Working data —
^^^^^^^^
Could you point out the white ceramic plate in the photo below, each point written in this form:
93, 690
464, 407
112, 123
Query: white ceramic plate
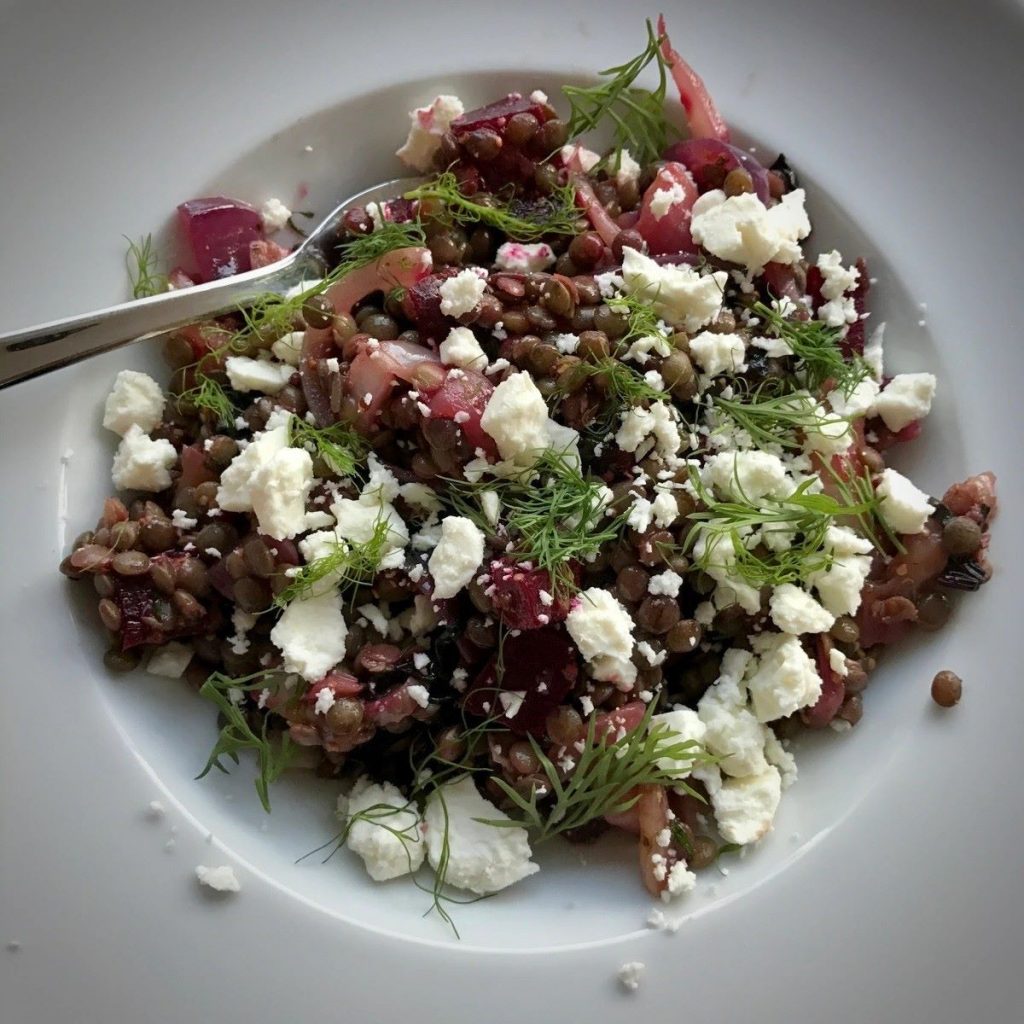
^^^^^^^^
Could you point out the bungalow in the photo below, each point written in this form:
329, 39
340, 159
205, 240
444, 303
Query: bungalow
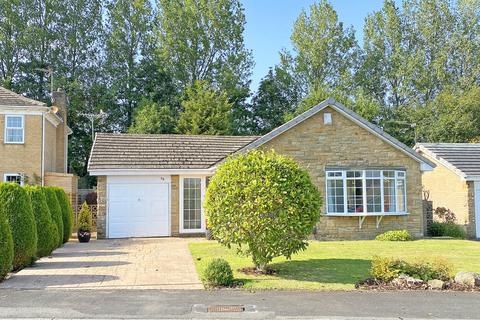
^^^^^^^^
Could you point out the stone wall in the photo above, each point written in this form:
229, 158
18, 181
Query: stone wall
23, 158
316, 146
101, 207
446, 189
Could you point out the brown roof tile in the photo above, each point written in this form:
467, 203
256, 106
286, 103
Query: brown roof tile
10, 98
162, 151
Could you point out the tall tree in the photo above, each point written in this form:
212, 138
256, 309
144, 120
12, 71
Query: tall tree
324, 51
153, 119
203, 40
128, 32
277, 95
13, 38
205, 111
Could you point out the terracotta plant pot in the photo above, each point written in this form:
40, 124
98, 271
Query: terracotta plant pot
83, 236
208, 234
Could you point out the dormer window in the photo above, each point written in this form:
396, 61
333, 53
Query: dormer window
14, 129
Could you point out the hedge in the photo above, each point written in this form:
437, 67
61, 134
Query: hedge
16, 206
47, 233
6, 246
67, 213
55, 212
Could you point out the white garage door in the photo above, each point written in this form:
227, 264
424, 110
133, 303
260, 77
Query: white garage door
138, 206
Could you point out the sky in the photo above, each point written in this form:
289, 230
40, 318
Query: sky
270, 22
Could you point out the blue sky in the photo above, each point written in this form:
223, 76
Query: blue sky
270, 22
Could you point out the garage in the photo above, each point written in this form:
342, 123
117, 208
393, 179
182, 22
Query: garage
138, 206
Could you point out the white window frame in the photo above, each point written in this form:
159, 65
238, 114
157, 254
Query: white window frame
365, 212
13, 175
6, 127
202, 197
^^^^^^^^
Work instruction — Lines holding the word "ceramic" are the answer; copy every one from the records above.

Result of this task —
Could you point out the white ceramic plate in the photo below, each point written in this form:
Query: white ceramic plate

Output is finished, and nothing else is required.